* Instrucciones de la tarea *
Continúa el relato sobre la casa de doña Zoily a partir de su última oración.

* Texto seleccionado *
Vivir en casa “ajena” es una de las grandes constantes habitacionales de Guatemala. Tener casa propia es un privilegio de muy pocos y es una mezcla del arduo trabajo de alguien y algo de suerte.
En alguna de mis múltiples mudanzas por esta ciudad, una de la época de estudiante, viví en casa de doña Zoily, una señora luchadora, arrecha sería la palabra justa.
Estaría por llegar a los sesenta años doña Zoily , vivía del alquiler de dos habitaciones de su casa y de una jubilación del IGGS que apenas alcanzaba para cubrir cosas muy básicas. Había enviudado varios años atrás y su vida era una lucha diaria por mantener una dignidad hermosa que le caracterizaba.

* Material proporcionado *
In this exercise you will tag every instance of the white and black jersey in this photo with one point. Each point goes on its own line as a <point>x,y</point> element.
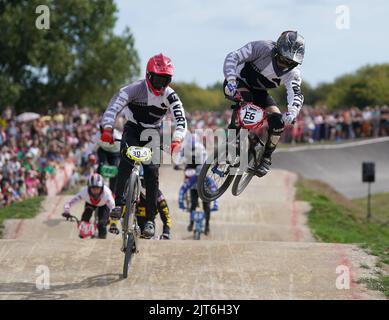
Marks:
<point>146,109</point>
<point>255,65</point>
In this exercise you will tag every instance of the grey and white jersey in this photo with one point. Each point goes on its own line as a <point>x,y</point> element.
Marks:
<point>255,65</point>
<point>97,143</point>
<point>146,109</point>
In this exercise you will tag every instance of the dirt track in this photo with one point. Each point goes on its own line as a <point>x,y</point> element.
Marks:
<point>259,248</point>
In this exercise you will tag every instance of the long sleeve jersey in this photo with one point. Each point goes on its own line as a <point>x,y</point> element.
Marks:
<point>97,143</point>
<point>146,109</point>
<point>255,65</point>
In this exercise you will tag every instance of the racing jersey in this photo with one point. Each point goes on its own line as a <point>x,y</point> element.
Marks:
<point>97,143</point>
<point>191,182</point>
<point>105,198</point>
<point>146,109</point>
<point>255,65</point>
<point>192,152</point>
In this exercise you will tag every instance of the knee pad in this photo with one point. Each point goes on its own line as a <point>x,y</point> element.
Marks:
<point>276,125</point>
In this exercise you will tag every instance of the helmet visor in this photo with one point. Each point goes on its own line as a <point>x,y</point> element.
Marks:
<point>159,81</point>
<point>95,191</point>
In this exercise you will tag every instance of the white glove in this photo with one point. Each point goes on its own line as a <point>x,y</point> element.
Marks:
<point>289,118</point>
<point>230,88</point>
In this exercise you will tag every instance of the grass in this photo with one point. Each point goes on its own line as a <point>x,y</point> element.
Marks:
<point>25,209</point>
<point>335,219</point>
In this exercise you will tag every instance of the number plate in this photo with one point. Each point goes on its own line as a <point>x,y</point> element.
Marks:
<point>250,116</point>
<point>190,173</point>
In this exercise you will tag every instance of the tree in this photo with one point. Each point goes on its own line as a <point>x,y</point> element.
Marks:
<point>77,60</point>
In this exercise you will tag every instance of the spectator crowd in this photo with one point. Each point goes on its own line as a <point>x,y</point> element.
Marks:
<point>31,150</point>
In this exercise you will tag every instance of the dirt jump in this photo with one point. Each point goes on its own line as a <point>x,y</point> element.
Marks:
<point>259,248</point>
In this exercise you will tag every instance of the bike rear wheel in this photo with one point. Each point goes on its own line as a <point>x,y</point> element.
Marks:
<point>128,254</point>
<point>220,174</point>
<point>243,179</point>
<point>129,222</point>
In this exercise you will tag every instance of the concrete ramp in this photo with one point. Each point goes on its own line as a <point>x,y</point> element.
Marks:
<point>259,248</point>
<point>178,270</point>
<point>339,165</point>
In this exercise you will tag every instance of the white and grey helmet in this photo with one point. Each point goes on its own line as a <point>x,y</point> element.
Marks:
<point>291,48</point>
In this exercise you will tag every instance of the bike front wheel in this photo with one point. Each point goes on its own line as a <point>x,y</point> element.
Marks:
<point>243,179</point>
<point>215,177</point>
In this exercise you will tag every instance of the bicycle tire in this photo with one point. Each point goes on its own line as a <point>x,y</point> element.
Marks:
<point>242,180</point>
<point>131,189</point>
<point>128,254</point>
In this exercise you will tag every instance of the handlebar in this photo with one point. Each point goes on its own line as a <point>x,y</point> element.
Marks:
<point>163,147</point>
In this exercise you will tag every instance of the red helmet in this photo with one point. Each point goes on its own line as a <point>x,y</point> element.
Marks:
<point>159,73</point>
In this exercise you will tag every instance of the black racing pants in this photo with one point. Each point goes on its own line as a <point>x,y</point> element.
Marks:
<point>163,211</point>
<point>102,217</point>
<point>194,203</point>
<point>131,137</point>
<point>264,100</point>
<point>111,159</point>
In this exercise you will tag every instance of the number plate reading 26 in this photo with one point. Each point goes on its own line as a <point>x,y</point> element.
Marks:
<point>250,116</point>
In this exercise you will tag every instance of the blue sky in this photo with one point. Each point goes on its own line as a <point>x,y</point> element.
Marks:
<point>197,34</point>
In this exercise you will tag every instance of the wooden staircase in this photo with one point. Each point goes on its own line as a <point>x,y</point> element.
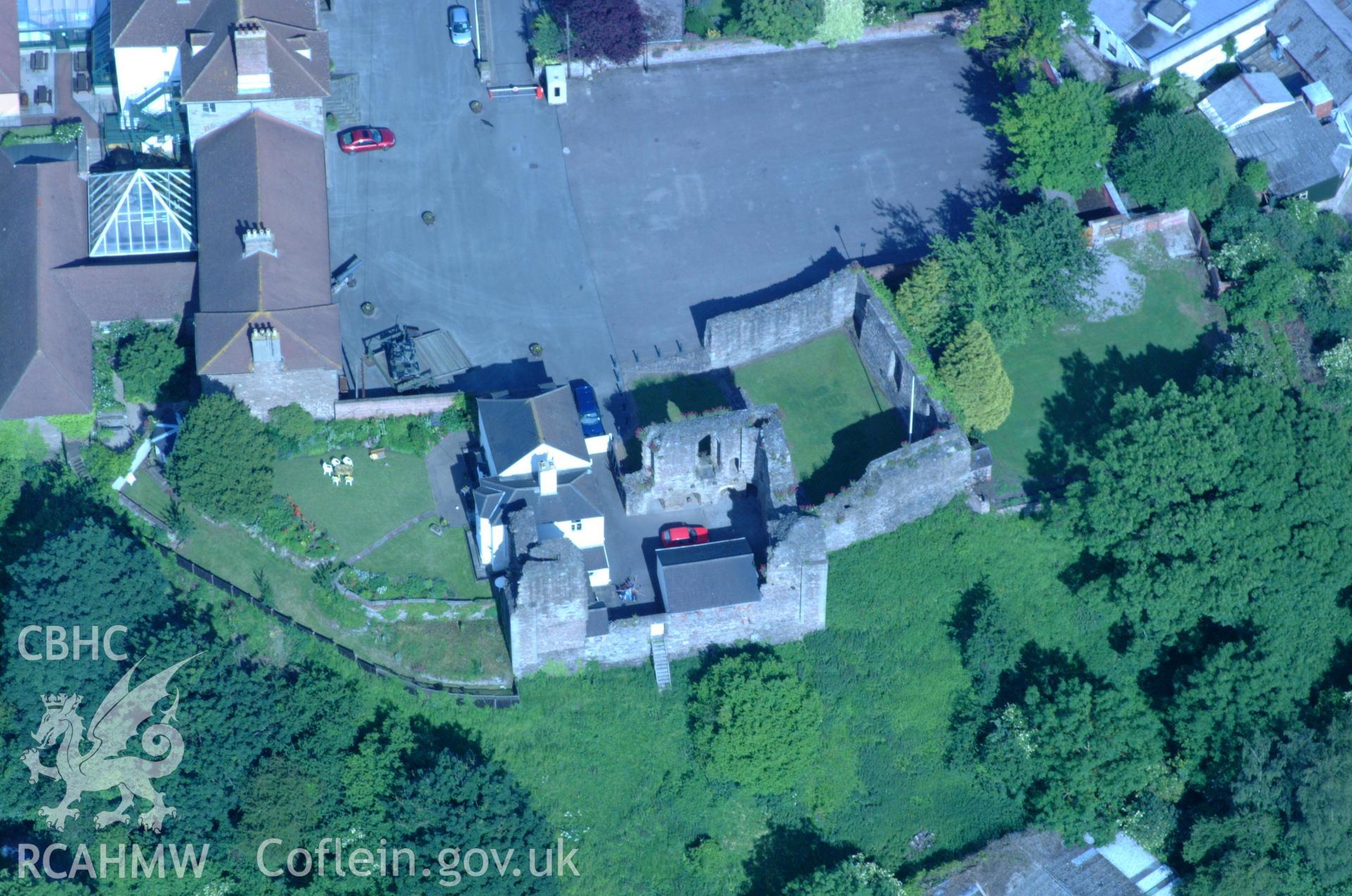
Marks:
<point>661,667</point>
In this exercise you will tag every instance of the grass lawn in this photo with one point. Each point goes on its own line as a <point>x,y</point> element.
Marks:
<point>665,399</point>
<point>421,553</point>
<point>1153,341</point>
<point>149,495</point>
<point>384,493</point>
<point>449,649</point>
<point>834,419</point>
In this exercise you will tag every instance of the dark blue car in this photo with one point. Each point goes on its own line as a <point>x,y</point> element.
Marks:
<point>589,412</point>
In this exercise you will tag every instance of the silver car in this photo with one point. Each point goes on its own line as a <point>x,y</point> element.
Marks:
<point>457,20</point>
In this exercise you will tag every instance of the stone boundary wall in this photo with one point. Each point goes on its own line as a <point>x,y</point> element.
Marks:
<point>901,487</point>
<point>392,405</point>
<point>744,336</point>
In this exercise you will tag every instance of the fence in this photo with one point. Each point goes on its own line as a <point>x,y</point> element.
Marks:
<point>480,698</point>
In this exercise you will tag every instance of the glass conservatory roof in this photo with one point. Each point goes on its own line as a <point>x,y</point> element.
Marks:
<point>141,213</point>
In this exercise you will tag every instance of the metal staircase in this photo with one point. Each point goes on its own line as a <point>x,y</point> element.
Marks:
<point>661,667</point>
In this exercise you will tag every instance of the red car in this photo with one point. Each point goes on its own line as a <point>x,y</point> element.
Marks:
<point>364,138</point>
<point>677,536</point>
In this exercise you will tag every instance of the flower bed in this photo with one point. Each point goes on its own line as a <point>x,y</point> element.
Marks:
<point>283,524</point>
<point>386,587</point>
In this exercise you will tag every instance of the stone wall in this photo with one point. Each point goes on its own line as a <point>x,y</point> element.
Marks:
<point>394,405</point>
<point>314,389</point>
<point>698,458</point>
<point>896,488</point>
<point>753,333</point>
<point>883,349</point>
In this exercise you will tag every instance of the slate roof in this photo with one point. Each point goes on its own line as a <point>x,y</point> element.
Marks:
<point>211,75</point>
<point>515,427</point>
<point>260,170</point>
<point>51,295</point>
<point>10,46</point>
<point>576,498</point>
<point>1241,96</point>
<point>1127,19</point>
<point>706,576</point>
<point>1298,151</point>
<point>1320,41</point>
<point>165,23</point>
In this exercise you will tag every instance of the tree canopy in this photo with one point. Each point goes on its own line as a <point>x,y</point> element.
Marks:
<point>1017,273</point>
<point>756,722</point>
<point>222,461</point>
<point>1172,160</point>
<point>1060,135</point>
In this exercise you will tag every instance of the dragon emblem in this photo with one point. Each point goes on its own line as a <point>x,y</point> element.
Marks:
<point>103,766</point>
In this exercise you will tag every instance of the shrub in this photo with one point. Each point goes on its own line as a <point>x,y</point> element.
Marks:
<point>103,464</point>
<point>843,20</point>
<point>783,22</point>
<point>73,426</point>
<point>1177,161</point>
<point>603,29</point>
<point>384,587</point>
<point>546,39</point>
<point>283,524</point>
<point>220,462</point>
<point>756,724</point>
<point>1253,175</point>
<point>974,373</point>
<point>151,362</point>
<point>1060,135</point>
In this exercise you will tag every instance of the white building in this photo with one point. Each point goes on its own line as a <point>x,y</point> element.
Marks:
<point>1158,35</point>
<point>534,457</point>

* Respuesta *
Me mudé a su casa en los primeros años de la universidad y mientras yo leía los clásicos de la literatura occidental ella se debatía contra un cáncer que hace pensar en los grandes huracanes del caribe.
Fue una de las primeras cosas que me dijo al llegar: “tengo cáncer en el estómago y hace seis meses me dieron tres de vida, acá estoy”. Entera de espíritu y del cuerpo, pues como se puede estar con 60 años encima y un cáncer voraz.
Algunos meses después el cáncer se había expandido hacia el esófago y doña Zoily seguía de frente, entre las quimio y radioterapias esta mujer se debatía, día a día, contra la muerte, la suya propia.
Pero su lucha tenía un pequeño secreto simbólico, doña Zoily le puso nombre a su cáncer, Evaristo. Me consta que lo hizo por puro gusto, le sonaba jocoso el nombre, jocoso y tierno a la vez. Si iba a atravesar su propio infierno, que es lo que es un tratamiento de cáncer, pues lo haría con, al menos, un personaje simpático.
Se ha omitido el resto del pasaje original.